不動産鑑定を受ければ実勢価格とほぼ等しい価格がわかるのですが、売却する予定がなくても正確な資産価値を知ることができる点が最大の特徴です。
そのため、離婚や相続の際に、「マンションを売却するつもりはまったくないけど、正確な資産価値を踏まえて遺産分割や財産分与を進めたい」という場合には不動産鑑定のご利用がオススメです。
③固定資産税評価額
固定資産税評価額とは、固定資産税や都市計画税などの税金の金額を決める際に用いられる評価額です。そのため、固定資産税の金額を調べたい場合などに利用されるケースがほとんどです。
固定資産税評価額は、建物部分の評価額と土地部分の評価額に分けて評価されるため、「建物の固定資産税評価額」と「土地の固定資産税評価額」の合計が固定資産税評価額となります。
固定資産税評価額は税金を計算するための評価額なので、実勢価格よりもかなり割安に算出されます。
④相続税評価額
相続税評価額は、相続税や贈与税の金額を計算するために使われる評価額です。マンションの相続税評価額は、建物部分の評価額と土地部分の評価額に分けて評価されるため、「建物の相続税評価額」と「土地の相続税評価額」の合計が相続税評価額となります。
相続税評価額も税金を計算するための評価額なので、実勢価格よりもかなり割安に算出されます。
⑤火災保険評価額
火災保険評価額は、火災保険の補償上限額と、これをもとにした保険金額を設定するために使われる評価額です。マンションの火災保険評価額は、万が一マンションの建物が火災にあった場合に再建費用を算出するための評価額です。
保険の対象となる建物部分だけが評価されることになるため、土地の価格が含まれるマンション全体の実勢価格よりも低い金額になります。
マンションの評価額の調べ方は?
ここからは、マンションの評価額の調べ方を見ていきましょう。
①実勢価格の調べ方
実勢価格を調べる方法としては、不動産会社の査定を受ける方法と、ご自身で調べる方法があります。

*データレコード*.
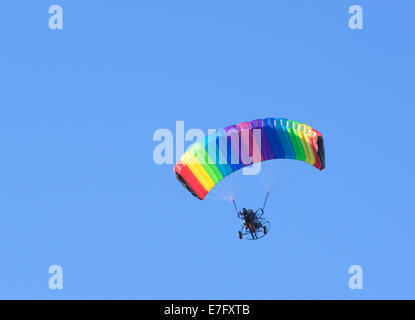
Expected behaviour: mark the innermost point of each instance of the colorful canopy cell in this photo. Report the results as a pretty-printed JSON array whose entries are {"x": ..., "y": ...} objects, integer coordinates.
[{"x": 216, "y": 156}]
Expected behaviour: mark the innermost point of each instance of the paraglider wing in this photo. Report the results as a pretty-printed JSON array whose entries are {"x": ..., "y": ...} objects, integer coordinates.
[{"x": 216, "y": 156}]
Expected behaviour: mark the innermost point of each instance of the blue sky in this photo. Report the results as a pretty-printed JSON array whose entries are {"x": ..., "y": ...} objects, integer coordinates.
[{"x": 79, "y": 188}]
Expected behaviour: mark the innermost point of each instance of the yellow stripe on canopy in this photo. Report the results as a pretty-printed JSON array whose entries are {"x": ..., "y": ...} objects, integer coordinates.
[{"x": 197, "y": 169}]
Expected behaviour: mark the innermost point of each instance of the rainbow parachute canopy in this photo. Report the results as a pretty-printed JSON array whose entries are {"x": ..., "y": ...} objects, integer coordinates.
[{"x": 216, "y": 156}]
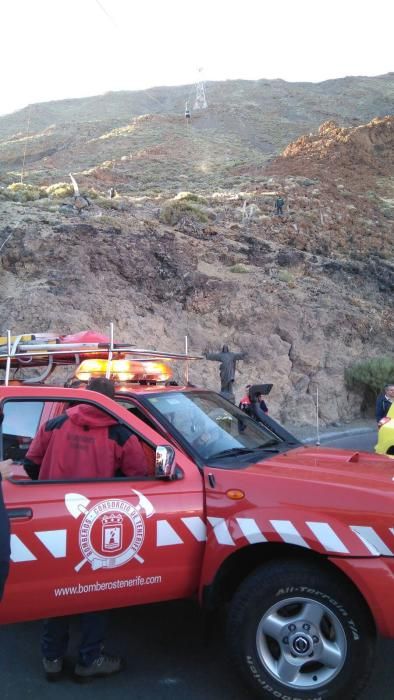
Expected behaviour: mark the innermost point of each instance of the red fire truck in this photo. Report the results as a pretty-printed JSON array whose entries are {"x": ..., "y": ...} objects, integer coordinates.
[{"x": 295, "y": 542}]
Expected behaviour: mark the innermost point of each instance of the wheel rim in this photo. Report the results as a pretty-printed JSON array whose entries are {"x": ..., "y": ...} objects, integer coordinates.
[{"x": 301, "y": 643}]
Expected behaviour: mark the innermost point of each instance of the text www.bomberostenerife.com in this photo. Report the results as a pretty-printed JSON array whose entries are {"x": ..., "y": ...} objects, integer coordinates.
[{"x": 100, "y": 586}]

--

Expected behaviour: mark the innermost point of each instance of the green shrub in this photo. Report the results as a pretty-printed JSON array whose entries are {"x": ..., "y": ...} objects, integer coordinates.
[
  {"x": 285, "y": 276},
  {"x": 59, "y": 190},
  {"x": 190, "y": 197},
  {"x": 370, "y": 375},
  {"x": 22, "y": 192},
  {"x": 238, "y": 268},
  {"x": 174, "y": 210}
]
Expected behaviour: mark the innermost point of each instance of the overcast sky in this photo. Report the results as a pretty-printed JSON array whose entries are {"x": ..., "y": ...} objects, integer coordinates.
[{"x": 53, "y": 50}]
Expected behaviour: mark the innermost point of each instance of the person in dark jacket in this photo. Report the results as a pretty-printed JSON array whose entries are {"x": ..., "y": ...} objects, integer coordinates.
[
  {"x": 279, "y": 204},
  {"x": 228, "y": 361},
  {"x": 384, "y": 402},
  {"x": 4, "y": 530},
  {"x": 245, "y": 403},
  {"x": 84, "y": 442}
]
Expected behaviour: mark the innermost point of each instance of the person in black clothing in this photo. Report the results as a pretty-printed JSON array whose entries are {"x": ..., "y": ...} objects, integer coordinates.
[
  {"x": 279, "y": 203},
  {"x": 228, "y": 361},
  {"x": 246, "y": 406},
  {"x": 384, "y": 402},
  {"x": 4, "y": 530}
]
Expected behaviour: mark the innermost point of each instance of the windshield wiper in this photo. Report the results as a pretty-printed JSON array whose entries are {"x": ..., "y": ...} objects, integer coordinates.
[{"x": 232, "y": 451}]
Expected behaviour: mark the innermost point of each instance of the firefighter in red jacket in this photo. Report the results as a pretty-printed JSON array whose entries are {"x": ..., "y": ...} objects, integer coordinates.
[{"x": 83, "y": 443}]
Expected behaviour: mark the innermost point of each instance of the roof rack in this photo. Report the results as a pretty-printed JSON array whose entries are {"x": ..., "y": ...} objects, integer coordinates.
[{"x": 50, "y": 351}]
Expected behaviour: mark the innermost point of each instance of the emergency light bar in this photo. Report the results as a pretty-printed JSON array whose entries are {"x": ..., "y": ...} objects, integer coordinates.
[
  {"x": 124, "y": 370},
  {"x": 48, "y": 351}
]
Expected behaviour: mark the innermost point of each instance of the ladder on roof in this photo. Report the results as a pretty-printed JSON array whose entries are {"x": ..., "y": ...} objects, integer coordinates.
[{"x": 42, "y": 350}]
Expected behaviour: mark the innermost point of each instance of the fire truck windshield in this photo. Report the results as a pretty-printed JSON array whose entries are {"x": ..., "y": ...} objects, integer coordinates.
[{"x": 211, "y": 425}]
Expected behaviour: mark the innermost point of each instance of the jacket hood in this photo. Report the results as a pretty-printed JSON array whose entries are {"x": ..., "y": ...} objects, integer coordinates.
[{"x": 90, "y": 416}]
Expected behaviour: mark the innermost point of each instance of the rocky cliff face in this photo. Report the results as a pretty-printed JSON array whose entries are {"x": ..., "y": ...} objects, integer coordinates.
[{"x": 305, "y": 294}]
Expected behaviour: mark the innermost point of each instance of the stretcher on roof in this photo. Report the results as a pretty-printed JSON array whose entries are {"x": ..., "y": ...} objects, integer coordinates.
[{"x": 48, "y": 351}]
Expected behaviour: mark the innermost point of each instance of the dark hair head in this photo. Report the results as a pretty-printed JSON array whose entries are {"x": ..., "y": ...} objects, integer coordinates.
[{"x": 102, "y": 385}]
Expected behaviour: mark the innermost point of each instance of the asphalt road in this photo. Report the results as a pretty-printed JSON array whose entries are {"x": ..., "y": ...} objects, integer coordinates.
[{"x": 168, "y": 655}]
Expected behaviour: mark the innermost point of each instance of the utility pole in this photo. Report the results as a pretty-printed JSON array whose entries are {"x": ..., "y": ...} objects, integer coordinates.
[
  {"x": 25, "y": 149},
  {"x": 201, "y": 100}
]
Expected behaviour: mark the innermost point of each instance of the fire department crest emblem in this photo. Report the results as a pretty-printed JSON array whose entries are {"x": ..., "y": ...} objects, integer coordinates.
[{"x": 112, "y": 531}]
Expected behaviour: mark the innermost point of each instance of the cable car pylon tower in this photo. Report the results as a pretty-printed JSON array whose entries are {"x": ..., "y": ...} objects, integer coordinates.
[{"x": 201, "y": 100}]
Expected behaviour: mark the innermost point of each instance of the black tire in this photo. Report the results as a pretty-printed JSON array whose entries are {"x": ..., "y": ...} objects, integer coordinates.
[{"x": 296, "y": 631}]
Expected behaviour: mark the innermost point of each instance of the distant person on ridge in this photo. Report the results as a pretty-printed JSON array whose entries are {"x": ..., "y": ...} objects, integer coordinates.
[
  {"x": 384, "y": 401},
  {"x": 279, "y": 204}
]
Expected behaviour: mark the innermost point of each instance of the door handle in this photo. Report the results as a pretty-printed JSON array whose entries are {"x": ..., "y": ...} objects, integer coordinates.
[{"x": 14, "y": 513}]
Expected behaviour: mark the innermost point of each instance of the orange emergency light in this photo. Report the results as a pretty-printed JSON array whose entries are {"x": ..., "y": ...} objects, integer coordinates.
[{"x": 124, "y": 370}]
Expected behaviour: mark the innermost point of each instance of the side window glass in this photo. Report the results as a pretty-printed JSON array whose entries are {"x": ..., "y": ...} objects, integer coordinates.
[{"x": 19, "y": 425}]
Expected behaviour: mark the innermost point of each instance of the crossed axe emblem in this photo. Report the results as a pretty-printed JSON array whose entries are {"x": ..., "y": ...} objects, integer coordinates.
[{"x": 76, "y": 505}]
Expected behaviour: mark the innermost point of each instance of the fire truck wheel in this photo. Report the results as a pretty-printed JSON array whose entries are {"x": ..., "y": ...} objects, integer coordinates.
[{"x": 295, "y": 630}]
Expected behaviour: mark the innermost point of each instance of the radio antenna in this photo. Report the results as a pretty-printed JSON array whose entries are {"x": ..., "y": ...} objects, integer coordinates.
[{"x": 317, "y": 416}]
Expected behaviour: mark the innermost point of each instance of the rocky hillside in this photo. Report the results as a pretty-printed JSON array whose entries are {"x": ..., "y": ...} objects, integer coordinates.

--

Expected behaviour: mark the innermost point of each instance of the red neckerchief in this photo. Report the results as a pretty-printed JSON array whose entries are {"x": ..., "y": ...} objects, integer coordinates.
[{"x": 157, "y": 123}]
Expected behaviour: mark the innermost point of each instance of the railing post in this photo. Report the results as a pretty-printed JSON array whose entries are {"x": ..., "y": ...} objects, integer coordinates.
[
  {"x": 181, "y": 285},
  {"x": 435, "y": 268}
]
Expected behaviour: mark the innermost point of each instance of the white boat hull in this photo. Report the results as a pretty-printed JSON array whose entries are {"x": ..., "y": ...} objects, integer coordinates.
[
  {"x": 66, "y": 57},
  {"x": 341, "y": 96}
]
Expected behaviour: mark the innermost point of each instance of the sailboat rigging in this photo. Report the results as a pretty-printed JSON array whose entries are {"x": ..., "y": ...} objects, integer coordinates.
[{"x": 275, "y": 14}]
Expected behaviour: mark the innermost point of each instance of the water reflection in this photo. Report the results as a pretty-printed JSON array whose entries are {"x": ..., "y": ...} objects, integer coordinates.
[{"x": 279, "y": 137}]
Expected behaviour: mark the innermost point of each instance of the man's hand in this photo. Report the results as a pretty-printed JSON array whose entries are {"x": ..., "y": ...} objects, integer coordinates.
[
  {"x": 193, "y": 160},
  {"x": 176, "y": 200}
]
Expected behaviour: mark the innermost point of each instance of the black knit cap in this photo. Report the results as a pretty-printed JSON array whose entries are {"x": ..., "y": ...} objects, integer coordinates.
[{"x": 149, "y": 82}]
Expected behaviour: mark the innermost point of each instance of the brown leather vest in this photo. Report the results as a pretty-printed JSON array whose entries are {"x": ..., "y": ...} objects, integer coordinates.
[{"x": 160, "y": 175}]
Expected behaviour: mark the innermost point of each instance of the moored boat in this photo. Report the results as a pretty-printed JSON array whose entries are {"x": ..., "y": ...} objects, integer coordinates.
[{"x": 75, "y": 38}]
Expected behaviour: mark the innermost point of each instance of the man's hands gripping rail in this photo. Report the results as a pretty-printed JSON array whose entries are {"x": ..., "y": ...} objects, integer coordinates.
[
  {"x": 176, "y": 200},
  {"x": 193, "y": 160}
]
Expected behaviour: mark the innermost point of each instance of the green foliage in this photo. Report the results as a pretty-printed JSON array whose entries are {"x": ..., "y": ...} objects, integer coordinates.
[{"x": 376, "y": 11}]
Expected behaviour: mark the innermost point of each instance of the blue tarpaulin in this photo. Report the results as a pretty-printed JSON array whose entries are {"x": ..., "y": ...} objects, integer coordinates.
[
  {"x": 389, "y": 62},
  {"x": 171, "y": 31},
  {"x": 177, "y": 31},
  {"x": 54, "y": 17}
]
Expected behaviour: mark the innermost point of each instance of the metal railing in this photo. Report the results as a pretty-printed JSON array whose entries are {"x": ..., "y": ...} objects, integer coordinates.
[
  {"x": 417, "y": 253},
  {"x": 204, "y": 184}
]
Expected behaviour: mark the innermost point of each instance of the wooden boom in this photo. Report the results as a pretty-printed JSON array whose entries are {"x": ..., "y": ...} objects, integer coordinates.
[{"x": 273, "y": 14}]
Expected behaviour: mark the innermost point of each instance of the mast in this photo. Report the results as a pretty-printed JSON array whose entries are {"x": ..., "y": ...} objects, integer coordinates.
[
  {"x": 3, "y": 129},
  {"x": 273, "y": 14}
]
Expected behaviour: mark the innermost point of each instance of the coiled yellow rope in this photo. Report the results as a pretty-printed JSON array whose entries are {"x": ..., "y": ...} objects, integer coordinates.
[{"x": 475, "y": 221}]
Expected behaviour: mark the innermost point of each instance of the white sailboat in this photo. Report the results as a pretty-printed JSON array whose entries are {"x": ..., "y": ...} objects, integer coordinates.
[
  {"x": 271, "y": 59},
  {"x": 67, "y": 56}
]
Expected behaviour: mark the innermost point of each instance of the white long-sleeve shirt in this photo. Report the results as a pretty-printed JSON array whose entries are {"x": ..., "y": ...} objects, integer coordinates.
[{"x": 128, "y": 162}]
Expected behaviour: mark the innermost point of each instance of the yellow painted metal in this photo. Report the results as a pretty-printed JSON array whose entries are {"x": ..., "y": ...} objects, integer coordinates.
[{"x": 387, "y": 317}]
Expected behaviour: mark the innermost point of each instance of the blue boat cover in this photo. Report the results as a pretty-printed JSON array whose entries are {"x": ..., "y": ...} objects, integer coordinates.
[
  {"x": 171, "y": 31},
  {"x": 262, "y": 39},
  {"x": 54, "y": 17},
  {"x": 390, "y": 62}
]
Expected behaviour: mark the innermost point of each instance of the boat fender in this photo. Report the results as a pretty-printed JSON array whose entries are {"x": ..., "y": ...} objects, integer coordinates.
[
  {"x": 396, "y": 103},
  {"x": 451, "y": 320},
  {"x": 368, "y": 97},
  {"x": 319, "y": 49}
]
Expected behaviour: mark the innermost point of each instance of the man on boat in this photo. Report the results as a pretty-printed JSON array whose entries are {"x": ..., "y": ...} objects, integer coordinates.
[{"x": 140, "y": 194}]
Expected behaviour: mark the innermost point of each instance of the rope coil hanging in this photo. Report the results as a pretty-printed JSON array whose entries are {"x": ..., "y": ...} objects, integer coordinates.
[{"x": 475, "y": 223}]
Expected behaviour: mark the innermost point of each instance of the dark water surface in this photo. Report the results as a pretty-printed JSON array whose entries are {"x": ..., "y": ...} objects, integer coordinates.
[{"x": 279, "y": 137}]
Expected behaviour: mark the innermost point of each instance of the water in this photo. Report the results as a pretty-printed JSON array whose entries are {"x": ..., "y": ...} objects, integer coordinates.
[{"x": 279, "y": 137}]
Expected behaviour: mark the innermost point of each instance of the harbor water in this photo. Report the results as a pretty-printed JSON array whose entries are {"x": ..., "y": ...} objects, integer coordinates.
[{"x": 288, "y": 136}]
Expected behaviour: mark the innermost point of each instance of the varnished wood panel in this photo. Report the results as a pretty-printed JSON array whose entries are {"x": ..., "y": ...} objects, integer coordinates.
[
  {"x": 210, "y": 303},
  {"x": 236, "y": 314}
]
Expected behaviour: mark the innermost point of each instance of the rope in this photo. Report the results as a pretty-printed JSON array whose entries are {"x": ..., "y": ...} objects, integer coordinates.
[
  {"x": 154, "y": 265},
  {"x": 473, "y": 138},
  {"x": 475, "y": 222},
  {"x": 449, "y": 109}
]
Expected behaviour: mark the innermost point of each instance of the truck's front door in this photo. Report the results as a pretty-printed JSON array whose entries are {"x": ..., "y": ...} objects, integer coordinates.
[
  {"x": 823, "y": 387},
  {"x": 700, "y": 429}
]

*演習問題*.
a) マンションの評価額についての文章から、「不動産鑑定を受ければ実勢価格」で始まり「を算出するための評価額です。」で終わる部分を一字一句違えずに引用してください。
b) マンションの評価額についての文章を、最後の一文の後から書き継いでください。

*解答例*.
a)
不動産鑑定を受ければ実勢価格とほぼ等しい価格がわかるのですが、売却する予定がなくても正確な資産価値を知ることができる点が最大の特徴です。
そのため、離婚や相続の際に、「マンションを売却するつもりはまったくないけど、正確な資産価値を踏まえて遺産分割や財産分与を進めたい」という場合には不動産鑑定のご利用がオススメです。
③固定資産税評価額
固定資産税評価額とは、固定資産税や都市計画税などの税金の金額を決める際に用いられる評価額です。そのため、固定資産税の金額を調べたい場合などに利用されるケースがほとんどです。
固定資産税評価額は、建物部分の評価額と土地部分の評価額に分けて評価されるため、「建物の固定資産税評価額」と「土地の固定資産税評価額」の合計が固定資産税評価額となります。
固定資産税評価額は税金を計算するための評価額なので、実勢価格よりもかなり割安に算出されます。
④相続税評価額
相続税評価額は、相続税や贈与税の金額を計算するために使われる評価額です。マンションの相続税評価額は、建物部分の評価額と土地部分の評価額に分けて評価されるため、「建物の相続税評価額」と「土地の相続税評価額」の合計が相続税評価額となります。
相続税評価額も税金を計算するための評価額なので、実勢価格よりもかなり割安に算出されます。
⑤火災保険評価額
火災保険評価額は、火災保険の補償上限額と、これをもとにした保険金額を設定するために使われる評価額です。マンションの火災保険評価額は、万が一マンションの建物が火災にあった場合に再建費用を算出するための評価額です。

b)
不動産会社の査定を受ける方法
マンションの売却を前提としていて、かつ正確で最新の実勢価格を知りたいには、不動産会社の査定を受ける方法がオススメです。不動産会社の査定を受ける際は、不動産一括査定のイエウールのご利用がおすすめです。イエウールを利用すれば、簡単な情報入力だけで複数の不動産会社にまとめて査定を依頼することができます。
不動産会社の査定を受ける場合、不動産会社によって査定額に差が出るケースが多いです。
そのため、複数の会社に査定を依頼し、査定価格を比較することで、正確な実勢価格や売却相場を掴むことが大切です。
イエウールを利用すれば、最短60秒で完了する情報入力だけで、簡単に複数の不動産会社に査定を依頼査定することができます。ぜひご利用ください。
ご自身で実勢価格を調べる方法
ご自身でおおまかな売却相場を調べたい場合はイエウールのAI査定シミュレーションのご利用が便利です。
また、実際の売却事例を具体的に調べるのであれば、「不動産情報ライブラリ」のご利用が便利です。
不動産情報ライブラリとは、国土交通省が運営しているWEBサイトで、実際に「いつ」「どこで」「どんな不動産が」「いくらで」取引された実績があるのか、事例を調べることができます。
不動産取引価格や地価公示価格を調べることができます。
ただし、事例が最新でないケースや、売却相場から外れた事例が含まれているケースもあるので、あくまでご利用することをおすすめします。
②不動産鑑定評価額の調べ方
不動産鑑定評価額は、不動産鑑定士に依頼して、鑑定してもらうことで調べることができます。不動産鑑定を受けるには、まず不動産鑑定士事務所や不動産鑑定業者に連絡を取って依頼することになります。
不動産鑑定では、不動産鑑定士が実際にマンションに来て、マンションを詳しく調査・分析した上で、鑑定評価書が作成されます。
鑑定評価は、国土交通省が定めている鑑定評価基準に厳密に沿って行われているため、担当者の主観に左右されにくく客観性が高いのが特徴です。
不動産鑑定を受けるためには費用はかかりますが、税務署への申告や裁判での資料など、公的な場面でも通用する、「信頼性のある価格」を知ることができます。
③固定資産税評価額の調べ方
固定資産税評価額は、毎年送付される「固定資産税の納税通知書」を確認することで調べることができます。マンションの所有者に毎年4月頃に送られてくる「固定資産税・都市計画税 課税明細書」の「価格(評価額)」の欄に記載されている金額が、固定資産税評価額です。
マンションの固定資産税評価額は、土地部分と建物部分に分けて「固定資産税・都市計画税 課税明細書」に記載されていて、次で計算することができます。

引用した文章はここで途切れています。